**WHAT THE EXERCISE ASKS**
It is required that all of the data be written out exactly.

Segmentation dataset records
****

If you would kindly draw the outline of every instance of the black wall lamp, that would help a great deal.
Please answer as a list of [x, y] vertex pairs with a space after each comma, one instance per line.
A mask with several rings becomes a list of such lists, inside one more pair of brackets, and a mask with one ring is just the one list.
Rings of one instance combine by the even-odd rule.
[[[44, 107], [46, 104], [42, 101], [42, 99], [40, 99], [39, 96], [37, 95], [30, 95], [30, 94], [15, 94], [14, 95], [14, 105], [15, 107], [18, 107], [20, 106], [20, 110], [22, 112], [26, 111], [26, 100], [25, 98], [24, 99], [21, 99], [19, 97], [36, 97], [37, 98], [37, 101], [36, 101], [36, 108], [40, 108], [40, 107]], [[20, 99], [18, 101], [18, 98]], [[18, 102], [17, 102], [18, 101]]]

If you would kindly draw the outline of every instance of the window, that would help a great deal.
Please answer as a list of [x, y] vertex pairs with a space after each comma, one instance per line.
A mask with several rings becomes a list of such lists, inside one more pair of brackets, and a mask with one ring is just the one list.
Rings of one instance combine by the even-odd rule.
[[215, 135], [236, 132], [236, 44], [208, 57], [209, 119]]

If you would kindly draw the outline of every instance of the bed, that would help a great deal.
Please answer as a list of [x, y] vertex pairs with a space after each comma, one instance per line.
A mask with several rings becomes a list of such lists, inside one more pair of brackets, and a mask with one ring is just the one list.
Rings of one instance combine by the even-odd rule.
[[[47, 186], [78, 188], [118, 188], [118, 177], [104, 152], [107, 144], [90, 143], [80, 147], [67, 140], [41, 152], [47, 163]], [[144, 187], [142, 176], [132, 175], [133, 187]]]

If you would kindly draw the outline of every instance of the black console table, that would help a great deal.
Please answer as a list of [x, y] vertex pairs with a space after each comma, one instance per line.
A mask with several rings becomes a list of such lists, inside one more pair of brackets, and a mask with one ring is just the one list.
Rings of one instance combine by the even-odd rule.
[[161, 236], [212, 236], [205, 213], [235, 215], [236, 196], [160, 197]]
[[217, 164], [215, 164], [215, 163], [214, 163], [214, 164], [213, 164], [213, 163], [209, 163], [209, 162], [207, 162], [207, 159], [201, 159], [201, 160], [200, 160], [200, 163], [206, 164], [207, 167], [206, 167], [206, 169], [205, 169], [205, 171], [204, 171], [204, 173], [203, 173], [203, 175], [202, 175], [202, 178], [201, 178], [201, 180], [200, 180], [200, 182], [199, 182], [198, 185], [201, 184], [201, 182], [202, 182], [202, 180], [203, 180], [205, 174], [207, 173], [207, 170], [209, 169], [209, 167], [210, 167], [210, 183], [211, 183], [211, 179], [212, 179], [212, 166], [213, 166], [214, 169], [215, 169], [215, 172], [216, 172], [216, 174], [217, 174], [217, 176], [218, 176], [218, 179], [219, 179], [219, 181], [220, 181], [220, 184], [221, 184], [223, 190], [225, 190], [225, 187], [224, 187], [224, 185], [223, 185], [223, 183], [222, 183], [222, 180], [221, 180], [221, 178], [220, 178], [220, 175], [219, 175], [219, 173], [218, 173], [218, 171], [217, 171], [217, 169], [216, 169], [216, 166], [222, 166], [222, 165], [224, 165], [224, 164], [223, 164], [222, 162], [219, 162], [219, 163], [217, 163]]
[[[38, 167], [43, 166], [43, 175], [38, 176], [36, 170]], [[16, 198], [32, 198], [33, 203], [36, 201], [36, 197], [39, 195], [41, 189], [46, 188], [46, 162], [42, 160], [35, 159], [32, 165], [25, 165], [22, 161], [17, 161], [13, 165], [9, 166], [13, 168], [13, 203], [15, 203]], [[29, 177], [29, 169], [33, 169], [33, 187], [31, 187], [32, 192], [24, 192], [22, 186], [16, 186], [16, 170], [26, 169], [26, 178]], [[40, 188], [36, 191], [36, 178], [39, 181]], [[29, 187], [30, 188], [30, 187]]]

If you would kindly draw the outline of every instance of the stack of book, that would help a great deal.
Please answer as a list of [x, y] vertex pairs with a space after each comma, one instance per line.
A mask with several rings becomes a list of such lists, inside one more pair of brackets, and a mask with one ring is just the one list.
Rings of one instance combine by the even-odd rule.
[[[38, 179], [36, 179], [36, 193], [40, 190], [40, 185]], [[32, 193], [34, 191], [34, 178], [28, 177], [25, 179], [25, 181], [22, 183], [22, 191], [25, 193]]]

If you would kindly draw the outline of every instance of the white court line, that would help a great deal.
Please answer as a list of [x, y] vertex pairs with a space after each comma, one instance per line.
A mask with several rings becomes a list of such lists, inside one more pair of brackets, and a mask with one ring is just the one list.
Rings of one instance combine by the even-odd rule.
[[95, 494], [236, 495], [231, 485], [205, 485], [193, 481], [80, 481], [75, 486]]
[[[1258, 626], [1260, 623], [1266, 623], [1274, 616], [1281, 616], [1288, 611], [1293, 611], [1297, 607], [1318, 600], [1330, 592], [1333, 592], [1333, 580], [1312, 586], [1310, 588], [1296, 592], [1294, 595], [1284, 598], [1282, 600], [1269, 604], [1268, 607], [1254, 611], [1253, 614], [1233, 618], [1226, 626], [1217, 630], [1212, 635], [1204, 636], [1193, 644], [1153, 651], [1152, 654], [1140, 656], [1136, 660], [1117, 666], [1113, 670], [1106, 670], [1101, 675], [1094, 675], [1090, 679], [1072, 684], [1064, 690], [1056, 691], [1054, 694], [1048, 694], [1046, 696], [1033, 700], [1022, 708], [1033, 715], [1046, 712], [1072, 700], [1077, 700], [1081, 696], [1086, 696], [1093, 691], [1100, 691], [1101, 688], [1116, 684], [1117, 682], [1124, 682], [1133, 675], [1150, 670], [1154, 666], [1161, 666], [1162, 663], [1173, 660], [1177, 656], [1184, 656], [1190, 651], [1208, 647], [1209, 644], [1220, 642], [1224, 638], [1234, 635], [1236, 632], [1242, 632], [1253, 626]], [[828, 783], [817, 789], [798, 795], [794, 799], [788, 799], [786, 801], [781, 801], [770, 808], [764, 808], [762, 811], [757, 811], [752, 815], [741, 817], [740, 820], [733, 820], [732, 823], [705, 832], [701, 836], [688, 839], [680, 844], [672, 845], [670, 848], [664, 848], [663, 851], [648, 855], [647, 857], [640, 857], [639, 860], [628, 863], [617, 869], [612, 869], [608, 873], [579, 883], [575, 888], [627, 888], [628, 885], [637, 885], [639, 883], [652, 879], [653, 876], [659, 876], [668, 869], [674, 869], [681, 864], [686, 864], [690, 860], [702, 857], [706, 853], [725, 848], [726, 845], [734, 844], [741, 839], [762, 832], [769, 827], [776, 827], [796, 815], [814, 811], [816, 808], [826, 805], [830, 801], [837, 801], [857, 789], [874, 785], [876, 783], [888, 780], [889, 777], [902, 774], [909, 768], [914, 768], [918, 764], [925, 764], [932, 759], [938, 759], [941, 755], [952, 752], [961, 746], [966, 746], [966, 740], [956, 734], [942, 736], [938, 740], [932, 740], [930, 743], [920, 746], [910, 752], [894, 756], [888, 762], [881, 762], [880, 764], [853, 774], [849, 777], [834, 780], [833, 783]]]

****

**ANSWER BELOW**
If you would kindly draw the outline of every instance of the black wall lamp, that would help a great deal.
Please answer as a list of [x, y] vertex pairs with a space after each comma, one instance per line.
A mask with several rings becomes a list of such lists, inside one more pair of brackets, and a mask with one ring is just the one list.
Rings of one instance combine by the even-odd rule.
[[[44, 107], [46, 104], [42, 101], [42, 99], [40, 99], [39, 96], [37, 95], [30, 95], [30, 94], [15, 94], [14, 95], [14, 105], [15, 107], [18, 107], [20, 106], [20, 110], [22, 112], [26, 111], [26, 100], [25, 98], [24, 99], [21, 99], [19, 97], [36, 97], [37, 98], [37, 101], [36, 101], [36, 108], [40, 108], [40, 107]], [[20, 99], [18, 101], [18, 98]], [[18, 102], [17, 102], [18, 101]]]

If you would kindly draw the outline of every instance of the window, that would help a great deal.
Please answer as a list of [x, y] vertex pairs with a space after each comma, one instance per line.
A mask with several rings becomes a list of such lists, inside one more pair of brackets, and a mask with one ring is just the one list.
Rings of one instance combine by the even-odd rule.
[[215, 135], [236, 132], [236, 44], [208, 57], [209, 119]]

If you would kindly draw the outline of every instance of the bed, that would help a great deal.
Please answer as a list of [x, y] vertex pairs with a space after each comma, one instance per line.
A mask with several rings becomes a list of such lists, inside one more pair of brackets, and a mask with one ring is just the one list.
Rings of one instance combine by the even-odd rule.
[[[47, 186], [78, 188], [118, 188], [118, 177], [104, 152], [107, 144], [90, 143], [80, 147], [67, 140], [41, 152], [47, 163]], [[144, 187], [142, 176], [132, 175], [133, 187]]]

If you would kindly draw the outline of every instance of the black console table, that would help a great deal.
Please answer as a list of [x, y] vertex pairs with a space after each comma, one instance per line.
A mask with several rings becomes a list of such lists, inside one more pair of brackets, and a mask with one ring is just the one list.
Rings of one instance combine by the even-odd rule.
[[161, 236], [212, 236], [205, 213], [235, 215], [236, 196], [160, 197]]
[[217, 164], [215, 164], [215, 163], [214, 163], [214, 164], [213, 164], [213, 163], [209, 163], [209, 162], [207, 162], [207, 159], [201, 159], [201, 160], [200, 160], [200, 163], [206, 164], [207, 167], [206, 167], [206, 169], [205, 169], [205, 171], [204, 171], [204, 173], [203, 173], [203, 175], [202, 175], [202, 178], [201, 178], [201, 180], [200, 180], [200, 182], [199, 182], [198, 185], [201, 184], [201, 182], [202, 182], [202, 180], [203, 180], [205, 174], [207, 173], [207, 170], [209, 169], [209, 167], [210, 167], [210, 183], [211, 183], [211, 179], [212, 179], [212, 166], [213, 166], [214, 169], [215, 169], [215, 172], [216, 172], [216, 174], [217, 174], [217, 176], [218, 176], [218, 179], [219, 179], [219, 181], [220, 181], [220, 184], [221, 184], [223, 190], [225, 190], [225, 187], [224, 187], [224, 185], [223, 185], [223, 183], [222, 183], [222, 180], [221, 180], [221, 178], [220, 178], [220, 175], [219, 175], [219, 173], [218, 173], [218, 171], [217, 171], [217, 169], [216, 169], [216, 166], [222, 166], [222, 165], [224, 165], [224, 164], [223, 164], [222, 162], [219, 162], [219, 163], [217, 163]]
[[[38, 167], [43, 166], [43, 175], [38, 176], [36, 170]], [[16, 198], [32, 198], [33, 203], [36, 201], [36, 197], [39, 195], [41, 189], [46, 188], [46, 162], [42, 160], [35, 159], [32, 165], [25, 165], [22, 161], [17, 161], [13, 165], [9, 166], [13, 168], [13, 203], [15, 203]], [[29, 177], [29, 169], [33, 169], [33, 187], [31, 187], [32, 192], [24, 192], [22, 186], [16, 186], [16, 170], [26, 169], [26, 178]], [[40, 188], [36, 191], [36, 178], [39, 181]], [[29, 187], [30, 188], [30, 187]]]

If you would kindly draw the outline of every instance of the stack of book, that would help a great deal.
Please answer as a list of [x, y] vertex pairs with a space after each comma, one instance per line.
A mask with several rings becomes a list of such lists, inside one more pair of brackets, and a mask with one ring is just the one list.
Rings of one instance combine by the even-odd rule.
[[[38, 179], [36, 179], [36, 193], [40, 190], [40, 185]], [[32, 193], [34, 191], [34, 178], [28, 177], [25, 179], [25, 181], [22, 183], [22, 191], [25, 193]]]

If you would kindly draw the outline of every instance of the white court line, that would help a great deal.
Please answer as a list of [x, y] vertex pairs with a space after each comma, one instance per line.
A mask with several rings becomes a list of such lists, inside one more pair of brackets, and a mask with one ring is just the one list.
Rings of one instance combine by the even-odd rule.
[[95, 494], [236, 495], [231, 485], [205, 485], [193, 481], [80, 481], [75, 486]]
[[[1258, 626], [1260, 623], [1266, 623], [1274, 616], [1281, 616], [1288, 611], [1293, 611], [1297, 607], [1318, 600], [1330, 592], [1333, 592], [1333, 580], [1312, 586], [1310, 588], [1296, 592], [1294, 595], [1284, 598], [1282, 600], [1269, 604], [1268, 607], [1254, 611], [1253, 614], [1233, 618], [1226, 626], [1217, 630], [1212, 635], [1204, 636], [1193, 644], [1153, 651], [1152, 654], [1140, 656], [1136, 660], [1117, 666], [1113, 670], [1106, 670], [1101, 675], [1094, 675], [1090, 679], [1072, 684], [1064, 690], [1056, 691], [1054, 694], [1048, 694], [1046, 696], [1033, 700], [1022, 708], [1033, 715], [1046, 712], [1072, 700], [1077, 700], [1081, 696], [1086, 696], [1093, 691], [1100, 691], [1101, 688], [1116, 684], [1117, 682], [1124, 682], [1133, 675], [1150, 670], [1154, 666], [1161, 666], [1162, 663], [1173, 660], [1177, 656], [1184, 656], [1190, 651], [1208, 647], [1209, 644], [1220, 642], [1224, 638], [1234, 635], [1236, 632], [1242, 632], [1253, 626]], [[828, 783], [817, 789], [798, 795], [794, 799], [788, 799], [786, 801], [781, 801], [770, 808], [764, 808], [762, 811], [757, 811], [752, 815], [741, 817], [740, 820], [733, 820], [732, 823], [705, 832], [701, 836], [688, 839], [680, 844], [672, 845], [670, 848], [664, 848], [663, 851], [648, 855], [647, 857], [640, 857], [639, 860], [628, 863], [617, 869], [612, 869], [608, 873], [579, 883], [575, 888], [627, 888], [628, 885], [637, 885], [639, 883], [652, 879], [653, 876], [659, 876], [668, 869], [674, 869], [681, 864], [686, 864], [690, 860], [702, 857], [706, 853], [725, 848], [726, 845], [734, 844], [741, 839], [762, 832], [769, 827], [776, 827], [796, 815], [814, 811], [816, 808], [826, 805], [830, 801], [837, 801], [857, 789], [874, 785], [876, 783], [888, 780], [889, 777], [902, 774], [909, 768], [914, 768], [918, 764], [925, 764], [932, 759], [938, 759], [941, 755], [952, 752], [961, 746], [966, 746], [966, 740], [956, 734], [942, 736], [938, 740], [932, 740], [930, 743], [920, 746], [910, 752], [894, 756], [888, 762], [881, 762], [880, 764], [853, 774], [849, 777], [834, 780], [833, 783]]]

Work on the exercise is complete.